**DATA TO EXAMINE:**
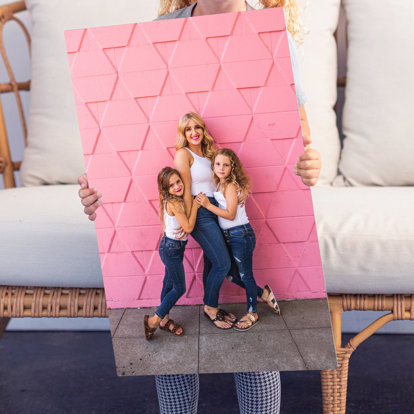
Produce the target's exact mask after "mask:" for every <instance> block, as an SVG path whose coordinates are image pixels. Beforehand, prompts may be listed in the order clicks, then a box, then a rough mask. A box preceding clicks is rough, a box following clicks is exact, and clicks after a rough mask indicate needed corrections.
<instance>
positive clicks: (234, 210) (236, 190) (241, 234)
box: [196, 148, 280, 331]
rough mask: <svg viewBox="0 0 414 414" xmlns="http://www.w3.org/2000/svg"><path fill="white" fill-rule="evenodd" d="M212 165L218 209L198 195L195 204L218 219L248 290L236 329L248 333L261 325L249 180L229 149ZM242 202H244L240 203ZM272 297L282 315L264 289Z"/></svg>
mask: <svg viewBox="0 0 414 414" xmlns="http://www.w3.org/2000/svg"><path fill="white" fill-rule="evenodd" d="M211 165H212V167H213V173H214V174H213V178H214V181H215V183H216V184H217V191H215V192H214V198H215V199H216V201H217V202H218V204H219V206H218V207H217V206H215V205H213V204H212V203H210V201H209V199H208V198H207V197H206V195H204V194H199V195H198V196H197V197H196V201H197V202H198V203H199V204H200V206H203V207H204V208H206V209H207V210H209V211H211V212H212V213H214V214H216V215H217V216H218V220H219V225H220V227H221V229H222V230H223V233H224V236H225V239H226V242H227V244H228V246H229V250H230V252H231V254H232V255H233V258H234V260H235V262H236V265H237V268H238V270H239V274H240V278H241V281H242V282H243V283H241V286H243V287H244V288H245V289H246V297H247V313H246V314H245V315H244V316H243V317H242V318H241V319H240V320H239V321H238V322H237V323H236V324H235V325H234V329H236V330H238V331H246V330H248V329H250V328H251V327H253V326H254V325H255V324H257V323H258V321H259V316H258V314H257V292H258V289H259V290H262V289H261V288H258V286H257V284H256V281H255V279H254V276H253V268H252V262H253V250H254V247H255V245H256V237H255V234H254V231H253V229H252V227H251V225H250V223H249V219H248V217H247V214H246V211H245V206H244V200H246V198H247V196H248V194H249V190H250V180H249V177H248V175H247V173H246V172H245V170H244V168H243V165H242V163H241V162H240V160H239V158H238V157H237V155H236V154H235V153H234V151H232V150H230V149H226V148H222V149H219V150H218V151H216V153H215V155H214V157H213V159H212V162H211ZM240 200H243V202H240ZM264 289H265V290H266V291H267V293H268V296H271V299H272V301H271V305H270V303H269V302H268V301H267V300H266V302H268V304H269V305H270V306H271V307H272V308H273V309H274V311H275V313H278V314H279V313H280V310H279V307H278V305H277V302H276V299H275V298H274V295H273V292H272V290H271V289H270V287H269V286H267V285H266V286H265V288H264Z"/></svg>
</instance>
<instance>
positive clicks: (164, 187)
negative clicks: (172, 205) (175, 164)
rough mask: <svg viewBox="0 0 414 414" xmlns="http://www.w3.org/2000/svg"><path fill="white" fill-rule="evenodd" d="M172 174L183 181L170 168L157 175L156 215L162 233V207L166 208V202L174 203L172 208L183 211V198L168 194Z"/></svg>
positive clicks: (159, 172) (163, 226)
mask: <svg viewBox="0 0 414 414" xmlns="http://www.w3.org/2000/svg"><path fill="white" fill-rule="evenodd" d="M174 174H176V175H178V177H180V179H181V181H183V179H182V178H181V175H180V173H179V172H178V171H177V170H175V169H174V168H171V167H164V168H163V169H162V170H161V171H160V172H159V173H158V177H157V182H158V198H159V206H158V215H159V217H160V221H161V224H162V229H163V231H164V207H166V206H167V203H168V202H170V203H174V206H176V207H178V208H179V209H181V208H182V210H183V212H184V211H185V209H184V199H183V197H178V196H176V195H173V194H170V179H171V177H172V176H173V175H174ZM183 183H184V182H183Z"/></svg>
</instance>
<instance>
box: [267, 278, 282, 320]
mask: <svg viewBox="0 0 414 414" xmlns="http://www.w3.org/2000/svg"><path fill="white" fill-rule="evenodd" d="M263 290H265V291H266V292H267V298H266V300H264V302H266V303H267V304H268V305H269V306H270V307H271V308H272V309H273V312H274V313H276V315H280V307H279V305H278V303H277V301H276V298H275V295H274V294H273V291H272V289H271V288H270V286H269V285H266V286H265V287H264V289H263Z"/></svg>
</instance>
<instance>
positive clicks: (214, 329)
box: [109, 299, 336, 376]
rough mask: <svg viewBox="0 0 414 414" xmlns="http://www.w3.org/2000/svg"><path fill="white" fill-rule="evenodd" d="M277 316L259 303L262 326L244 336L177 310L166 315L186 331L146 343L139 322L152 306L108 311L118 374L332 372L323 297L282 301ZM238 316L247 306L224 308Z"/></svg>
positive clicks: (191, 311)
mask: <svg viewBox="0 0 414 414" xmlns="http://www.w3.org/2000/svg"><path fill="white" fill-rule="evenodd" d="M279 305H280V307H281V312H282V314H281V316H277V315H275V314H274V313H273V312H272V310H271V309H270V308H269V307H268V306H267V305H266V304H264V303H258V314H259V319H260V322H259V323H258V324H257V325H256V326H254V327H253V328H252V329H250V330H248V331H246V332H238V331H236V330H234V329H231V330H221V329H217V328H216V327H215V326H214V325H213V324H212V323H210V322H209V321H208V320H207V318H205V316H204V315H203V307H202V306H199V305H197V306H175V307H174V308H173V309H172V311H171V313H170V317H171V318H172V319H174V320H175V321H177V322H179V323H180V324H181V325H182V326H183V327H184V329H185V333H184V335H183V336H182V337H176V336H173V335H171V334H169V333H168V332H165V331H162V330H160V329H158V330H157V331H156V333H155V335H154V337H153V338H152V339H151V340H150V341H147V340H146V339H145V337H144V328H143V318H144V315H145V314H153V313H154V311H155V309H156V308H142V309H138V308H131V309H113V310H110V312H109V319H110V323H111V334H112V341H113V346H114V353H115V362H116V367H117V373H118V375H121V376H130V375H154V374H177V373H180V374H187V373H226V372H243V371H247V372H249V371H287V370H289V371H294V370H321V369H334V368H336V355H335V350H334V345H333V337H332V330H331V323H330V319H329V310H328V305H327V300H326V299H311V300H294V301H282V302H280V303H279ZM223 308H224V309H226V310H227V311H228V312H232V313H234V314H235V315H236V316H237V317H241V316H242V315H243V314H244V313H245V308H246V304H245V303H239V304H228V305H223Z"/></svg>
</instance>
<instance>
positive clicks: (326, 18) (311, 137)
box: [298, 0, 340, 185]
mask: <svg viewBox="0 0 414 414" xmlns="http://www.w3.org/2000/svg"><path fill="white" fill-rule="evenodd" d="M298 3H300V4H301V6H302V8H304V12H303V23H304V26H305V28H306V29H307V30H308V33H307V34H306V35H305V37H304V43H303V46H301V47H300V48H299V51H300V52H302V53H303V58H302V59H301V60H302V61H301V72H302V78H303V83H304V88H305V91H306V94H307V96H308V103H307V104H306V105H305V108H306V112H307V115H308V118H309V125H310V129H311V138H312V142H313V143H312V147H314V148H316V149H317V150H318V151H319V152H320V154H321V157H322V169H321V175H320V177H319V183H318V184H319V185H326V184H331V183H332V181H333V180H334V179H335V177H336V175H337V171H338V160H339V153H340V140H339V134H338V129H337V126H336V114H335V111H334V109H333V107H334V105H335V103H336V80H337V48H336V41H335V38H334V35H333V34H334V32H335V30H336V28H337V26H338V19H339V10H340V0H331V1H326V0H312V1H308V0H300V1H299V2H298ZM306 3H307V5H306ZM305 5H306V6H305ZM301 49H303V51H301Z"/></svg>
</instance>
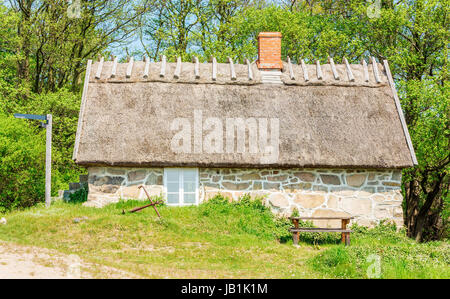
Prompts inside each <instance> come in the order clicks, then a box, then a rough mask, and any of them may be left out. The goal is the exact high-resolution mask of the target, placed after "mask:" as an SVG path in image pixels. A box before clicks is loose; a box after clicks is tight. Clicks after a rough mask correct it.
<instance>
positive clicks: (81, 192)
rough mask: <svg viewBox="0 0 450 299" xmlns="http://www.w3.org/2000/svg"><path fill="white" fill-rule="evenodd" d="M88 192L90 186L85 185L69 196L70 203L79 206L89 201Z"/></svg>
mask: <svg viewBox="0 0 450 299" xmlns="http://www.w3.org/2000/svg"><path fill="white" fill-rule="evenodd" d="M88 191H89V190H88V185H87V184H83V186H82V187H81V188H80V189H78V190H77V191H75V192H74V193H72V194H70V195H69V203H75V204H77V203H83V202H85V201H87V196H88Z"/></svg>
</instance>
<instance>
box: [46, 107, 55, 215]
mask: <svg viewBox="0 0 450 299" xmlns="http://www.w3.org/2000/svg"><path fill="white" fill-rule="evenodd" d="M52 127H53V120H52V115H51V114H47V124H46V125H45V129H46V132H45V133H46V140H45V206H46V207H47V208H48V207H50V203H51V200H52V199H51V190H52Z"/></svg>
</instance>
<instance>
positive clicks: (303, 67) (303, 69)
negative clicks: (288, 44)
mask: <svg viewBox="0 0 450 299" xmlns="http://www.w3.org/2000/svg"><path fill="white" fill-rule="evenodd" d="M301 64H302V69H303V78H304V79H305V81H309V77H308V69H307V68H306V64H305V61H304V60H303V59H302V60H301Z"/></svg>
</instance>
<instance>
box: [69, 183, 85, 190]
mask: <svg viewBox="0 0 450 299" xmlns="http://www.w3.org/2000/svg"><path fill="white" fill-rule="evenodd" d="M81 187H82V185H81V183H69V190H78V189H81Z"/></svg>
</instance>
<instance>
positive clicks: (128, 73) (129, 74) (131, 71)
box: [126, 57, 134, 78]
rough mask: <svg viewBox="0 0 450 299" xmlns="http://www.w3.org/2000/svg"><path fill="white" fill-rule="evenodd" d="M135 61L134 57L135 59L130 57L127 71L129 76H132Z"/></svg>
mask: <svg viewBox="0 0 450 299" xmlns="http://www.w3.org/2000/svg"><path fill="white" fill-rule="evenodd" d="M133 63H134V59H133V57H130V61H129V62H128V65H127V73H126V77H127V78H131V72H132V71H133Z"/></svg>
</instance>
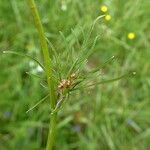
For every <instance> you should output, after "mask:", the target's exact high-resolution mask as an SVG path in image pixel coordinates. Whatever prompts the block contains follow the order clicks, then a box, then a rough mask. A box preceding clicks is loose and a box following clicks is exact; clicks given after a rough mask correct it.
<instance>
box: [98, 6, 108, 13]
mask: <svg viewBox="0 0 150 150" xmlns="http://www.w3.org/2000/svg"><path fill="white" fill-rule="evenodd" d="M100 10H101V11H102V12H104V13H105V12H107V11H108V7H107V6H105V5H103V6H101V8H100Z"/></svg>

* * *

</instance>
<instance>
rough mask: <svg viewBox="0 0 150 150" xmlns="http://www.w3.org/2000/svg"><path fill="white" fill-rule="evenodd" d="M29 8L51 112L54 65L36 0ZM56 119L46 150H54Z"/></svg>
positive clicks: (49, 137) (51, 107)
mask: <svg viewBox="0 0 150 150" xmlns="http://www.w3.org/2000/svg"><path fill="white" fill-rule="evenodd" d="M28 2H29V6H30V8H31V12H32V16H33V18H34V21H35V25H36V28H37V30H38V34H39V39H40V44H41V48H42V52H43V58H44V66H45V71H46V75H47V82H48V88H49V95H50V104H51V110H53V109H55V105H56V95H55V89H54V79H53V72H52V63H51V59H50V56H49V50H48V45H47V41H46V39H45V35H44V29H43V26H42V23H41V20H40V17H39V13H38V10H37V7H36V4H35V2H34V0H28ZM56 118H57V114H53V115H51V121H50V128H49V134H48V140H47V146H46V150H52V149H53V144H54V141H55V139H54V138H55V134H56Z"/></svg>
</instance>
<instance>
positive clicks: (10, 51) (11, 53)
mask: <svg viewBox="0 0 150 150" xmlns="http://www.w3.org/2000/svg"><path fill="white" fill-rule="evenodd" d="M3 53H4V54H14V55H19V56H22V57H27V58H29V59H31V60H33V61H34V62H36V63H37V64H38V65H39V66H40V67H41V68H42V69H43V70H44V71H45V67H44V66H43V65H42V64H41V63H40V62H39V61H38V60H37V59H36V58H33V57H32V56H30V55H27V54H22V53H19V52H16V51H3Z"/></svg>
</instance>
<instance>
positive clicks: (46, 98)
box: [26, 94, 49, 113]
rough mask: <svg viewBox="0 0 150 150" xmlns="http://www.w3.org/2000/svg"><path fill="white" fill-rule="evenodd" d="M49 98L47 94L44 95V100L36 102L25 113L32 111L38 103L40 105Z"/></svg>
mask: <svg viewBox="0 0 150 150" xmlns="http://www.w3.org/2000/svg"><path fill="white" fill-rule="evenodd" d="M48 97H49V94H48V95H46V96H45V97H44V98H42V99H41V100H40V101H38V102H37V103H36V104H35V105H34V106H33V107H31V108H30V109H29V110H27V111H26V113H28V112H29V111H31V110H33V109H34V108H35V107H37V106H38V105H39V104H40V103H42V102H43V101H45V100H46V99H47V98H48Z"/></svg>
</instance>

**TASK PROMPT:**
Could you copy each line from the listing that has the word "every" in it?

**ANSWER TO THIS TASK:**
Produce the target's exact mask after "mask:" for every <instance> block, as an SVG path whose coordinates are image pixels. Beforehand, prompts may be listed in the order clicks, then a box, then a rough mask. A box preceding clicks is rough, a box following clicks is exact, and clicks after a rough mask indicate needed corrections.
For every <instance> you should output, after "mask:", the target's exact high-resolution mask as an SVG path in image pixel coordinates. Whatever prompts the block contains follow the order clicks, then a box, then a rough mask. A box preceding clicks is loose and a box following clicks is exact; clicks given after a rough mask correct it.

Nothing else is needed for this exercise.